## Requirement
Please copy the records below, beginning at the line that has "Category: windshield of background car" and stopping after the last line, and substitute "Sample format" for each "Format example" while leaving everything else unchanged.

## Information given
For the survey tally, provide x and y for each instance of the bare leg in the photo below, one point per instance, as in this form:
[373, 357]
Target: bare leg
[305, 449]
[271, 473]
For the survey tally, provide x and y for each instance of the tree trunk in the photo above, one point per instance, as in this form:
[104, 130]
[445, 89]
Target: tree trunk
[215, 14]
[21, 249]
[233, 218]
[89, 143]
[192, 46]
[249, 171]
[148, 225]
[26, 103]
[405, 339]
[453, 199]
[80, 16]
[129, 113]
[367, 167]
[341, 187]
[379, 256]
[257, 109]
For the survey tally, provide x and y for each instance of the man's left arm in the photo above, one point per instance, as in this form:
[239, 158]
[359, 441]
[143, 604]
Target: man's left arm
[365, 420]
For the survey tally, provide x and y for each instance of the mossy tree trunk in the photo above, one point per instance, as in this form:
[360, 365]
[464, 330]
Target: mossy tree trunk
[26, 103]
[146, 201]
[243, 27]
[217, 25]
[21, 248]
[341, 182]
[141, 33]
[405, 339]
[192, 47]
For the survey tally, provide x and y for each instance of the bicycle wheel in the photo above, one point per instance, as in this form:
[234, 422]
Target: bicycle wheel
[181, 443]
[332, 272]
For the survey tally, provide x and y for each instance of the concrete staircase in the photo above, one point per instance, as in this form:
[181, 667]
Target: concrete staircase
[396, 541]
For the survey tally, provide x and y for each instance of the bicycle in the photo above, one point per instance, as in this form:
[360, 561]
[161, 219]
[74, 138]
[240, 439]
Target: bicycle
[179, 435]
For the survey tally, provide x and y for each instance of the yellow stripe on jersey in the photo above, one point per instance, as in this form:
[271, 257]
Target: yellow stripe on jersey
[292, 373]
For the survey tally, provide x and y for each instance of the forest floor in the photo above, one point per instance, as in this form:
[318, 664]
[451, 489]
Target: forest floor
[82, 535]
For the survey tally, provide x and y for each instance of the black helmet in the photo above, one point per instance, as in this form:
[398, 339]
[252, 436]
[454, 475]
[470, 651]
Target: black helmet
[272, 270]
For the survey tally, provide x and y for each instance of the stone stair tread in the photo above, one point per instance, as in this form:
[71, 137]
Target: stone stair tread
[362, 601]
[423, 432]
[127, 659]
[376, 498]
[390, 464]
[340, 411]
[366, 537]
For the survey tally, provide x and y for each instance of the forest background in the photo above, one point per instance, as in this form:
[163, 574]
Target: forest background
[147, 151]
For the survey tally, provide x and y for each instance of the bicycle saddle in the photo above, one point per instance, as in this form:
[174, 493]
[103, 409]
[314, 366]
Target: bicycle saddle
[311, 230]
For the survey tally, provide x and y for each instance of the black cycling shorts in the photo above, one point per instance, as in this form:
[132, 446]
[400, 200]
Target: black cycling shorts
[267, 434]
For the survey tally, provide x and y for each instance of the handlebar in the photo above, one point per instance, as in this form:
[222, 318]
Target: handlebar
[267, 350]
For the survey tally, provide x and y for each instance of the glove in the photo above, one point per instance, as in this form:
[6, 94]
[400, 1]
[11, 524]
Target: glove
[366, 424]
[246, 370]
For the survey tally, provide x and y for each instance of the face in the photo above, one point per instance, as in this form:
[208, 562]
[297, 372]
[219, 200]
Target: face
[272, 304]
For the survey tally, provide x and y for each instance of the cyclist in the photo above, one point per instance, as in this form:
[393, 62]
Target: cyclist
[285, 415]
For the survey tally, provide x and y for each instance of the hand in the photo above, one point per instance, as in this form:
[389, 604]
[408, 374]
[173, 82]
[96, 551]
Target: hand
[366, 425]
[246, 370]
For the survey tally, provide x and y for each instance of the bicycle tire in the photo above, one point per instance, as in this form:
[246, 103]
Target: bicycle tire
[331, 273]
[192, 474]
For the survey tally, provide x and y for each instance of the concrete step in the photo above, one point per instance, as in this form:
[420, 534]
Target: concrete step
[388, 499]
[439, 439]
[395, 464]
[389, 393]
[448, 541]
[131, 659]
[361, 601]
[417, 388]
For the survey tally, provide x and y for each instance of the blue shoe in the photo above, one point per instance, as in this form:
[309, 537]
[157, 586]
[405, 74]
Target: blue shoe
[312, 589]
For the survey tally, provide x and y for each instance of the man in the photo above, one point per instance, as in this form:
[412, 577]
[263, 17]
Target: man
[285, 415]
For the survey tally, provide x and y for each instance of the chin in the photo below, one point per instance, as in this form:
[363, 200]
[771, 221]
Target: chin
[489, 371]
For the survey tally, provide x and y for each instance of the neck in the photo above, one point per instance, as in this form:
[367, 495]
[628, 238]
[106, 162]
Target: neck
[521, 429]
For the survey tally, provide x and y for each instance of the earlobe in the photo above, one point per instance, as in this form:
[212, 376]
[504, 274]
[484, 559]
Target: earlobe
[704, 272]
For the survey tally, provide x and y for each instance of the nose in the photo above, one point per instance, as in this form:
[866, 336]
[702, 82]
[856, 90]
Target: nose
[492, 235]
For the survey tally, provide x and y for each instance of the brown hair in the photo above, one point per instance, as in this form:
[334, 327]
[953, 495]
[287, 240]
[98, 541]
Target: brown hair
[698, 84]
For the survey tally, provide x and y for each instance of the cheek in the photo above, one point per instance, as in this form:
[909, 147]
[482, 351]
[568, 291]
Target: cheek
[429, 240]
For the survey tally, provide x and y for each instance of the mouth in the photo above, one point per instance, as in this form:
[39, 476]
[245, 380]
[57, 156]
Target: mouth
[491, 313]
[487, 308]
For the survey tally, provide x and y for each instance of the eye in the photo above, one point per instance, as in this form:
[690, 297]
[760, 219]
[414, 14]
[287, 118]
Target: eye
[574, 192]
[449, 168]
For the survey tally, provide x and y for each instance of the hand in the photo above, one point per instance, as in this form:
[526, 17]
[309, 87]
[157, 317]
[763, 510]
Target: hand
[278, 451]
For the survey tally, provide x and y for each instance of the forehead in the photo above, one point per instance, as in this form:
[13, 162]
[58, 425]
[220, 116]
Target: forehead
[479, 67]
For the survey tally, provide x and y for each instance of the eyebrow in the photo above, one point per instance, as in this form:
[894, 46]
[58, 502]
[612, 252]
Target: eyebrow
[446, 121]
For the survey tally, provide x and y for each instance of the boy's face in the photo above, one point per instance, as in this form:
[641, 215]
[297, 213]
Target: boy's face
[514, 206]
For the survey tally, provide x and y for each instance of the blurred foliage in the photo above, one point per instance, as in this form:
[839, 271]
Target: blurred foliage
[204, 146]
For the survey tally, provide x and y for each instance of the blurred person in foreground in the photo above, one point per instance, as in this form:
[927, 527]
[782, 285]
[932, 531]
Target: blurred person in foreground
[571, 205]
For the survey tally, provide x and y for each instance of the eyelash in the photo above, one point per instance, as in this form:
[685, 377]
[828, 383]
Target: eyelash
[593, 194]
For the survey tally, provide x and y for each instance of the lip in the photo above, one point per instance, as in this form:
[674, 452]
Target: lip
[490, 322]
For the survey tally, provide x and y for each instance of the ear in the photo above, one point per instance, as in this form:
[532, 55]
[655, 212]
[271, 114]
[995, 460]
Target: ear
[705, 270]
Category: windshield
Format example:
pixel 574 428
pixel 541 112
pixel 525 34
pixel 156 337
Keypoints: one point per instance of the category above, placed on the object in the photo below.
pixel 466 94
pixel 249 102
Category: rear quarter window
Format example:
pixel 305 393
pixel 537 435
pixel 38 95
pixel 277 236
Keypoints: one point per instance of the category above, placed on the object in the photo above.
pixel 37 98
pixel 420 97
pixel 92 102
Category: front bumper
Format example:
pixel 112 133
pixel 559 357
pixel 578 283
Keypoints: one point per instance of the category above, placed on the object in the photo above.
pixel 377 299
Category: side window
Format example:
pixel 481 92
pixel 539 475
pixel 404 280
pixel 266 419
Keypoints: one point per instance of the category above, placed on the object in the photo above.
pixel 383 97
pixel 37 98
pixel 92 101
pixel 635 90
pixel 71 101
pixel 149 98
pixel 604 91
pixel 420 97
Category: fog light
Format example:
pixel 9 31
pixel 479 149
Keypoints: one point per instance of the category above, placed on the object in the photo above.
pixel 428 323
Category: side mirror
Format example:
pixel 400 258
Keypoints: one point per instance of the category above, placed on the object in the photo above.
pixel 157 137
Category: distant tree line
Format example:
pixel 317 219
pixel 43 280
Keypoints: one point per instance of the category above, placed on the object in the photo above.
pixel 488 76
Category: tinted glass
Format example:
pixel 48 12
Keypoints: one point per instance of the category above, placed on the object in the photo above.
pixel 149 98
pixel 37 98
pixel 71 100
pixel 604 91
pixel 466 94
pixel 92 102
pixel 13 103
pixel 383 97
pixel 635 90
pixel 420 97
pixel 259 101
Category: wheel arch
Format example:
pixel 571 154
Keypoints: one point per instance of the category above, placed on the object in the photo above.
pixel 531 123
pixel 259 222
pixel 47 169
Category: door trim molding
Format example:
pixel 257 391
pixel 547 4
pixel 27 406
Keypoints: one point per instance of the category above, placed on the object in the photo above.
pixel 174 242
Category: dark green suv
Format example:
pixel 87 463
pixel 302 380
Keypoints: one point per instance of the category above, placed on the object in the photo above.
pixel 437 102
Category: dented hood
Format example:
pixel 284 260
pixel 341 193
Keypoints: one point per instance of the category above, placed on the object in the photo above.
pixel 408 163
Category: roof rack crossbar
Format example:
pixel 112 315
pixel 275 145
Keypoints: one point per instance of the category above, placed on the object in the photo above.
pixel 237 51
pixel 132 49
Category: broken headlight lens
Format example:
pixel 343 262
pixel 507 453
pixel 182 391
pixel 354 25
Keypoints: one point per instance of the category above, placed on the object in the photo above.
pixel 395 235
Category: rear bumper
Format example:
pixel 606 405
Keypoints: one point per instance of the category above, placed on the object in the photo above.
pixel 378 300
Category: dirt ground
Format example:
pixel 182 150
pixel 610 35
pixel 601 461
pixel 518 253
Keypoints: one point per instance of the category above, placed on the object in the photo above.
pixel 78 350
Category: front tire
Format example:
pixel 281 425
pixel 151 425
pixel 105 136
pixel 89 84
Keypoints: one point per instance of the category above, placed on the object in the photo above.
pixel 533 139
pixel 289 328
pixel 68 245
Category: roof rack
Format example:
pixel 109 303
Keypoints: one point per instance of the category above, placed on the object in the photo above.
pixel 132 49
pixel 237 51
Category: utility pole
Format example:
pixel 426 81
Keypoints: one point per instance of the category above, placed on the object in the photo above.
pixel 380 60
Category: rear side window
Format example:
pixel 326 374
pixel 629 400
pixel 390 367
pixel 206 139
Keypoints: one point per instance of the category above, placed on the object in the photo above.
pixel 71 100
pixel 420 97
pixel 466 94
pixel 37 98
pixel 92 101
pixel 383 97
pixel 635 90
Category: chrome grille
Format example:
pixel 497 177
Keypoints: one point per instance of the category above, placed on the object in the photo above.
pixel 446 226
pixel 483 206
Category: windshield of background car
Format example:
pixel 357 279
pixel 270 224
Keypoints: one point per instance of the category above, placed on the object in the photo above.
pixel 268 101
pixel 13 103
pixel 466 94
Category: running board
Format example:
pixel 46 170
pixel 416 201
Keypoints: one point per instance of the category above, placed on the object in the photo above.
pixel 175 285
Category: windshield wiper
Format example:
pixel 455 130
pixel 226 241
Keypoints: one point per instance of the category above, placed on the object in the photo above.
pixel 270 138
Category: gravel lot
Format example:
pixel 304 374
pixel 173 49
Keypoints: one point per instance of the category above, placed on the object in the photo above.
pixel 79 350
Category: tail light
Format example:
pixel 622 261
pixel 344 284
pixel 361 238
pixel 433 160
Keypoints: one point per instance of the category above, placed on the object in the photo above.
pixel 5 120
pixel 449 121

## The result
Category: windshield of background car
Sample format:
pixel 357 279
pixel 270 224
Keypoints: one point per instance of the category above, placed on the object in the photo above.
pixel 268 101
pixel 13 103
pixel 466 94
Category: running board
Sample format:
pixel 46 170
pixel 416 201
Keypoints: one point per instance of the category above, placed on the object in the photo above.
pixel 175 285
Category: windshield wiper
Sample format:
pixel 455 130
pixel 226 241
Keypoints: one point per instance of the category above, placed on the object in the photo above.
pixel 270 138
Category: gravel lot
Sample format:
pixel 304 374
pixel 173 49
Keypoints: one point per instance of the category above, placed on the object in the photo above.
pixel 79 350
Category: tail light
Sample format:
pixel 622 261
pixel 344 284
pixel 361 238
pixel 433 160
Keypoints: one point per instance of the category above, placed on the object in the photo above.
pixel 5 120
pixel 449 121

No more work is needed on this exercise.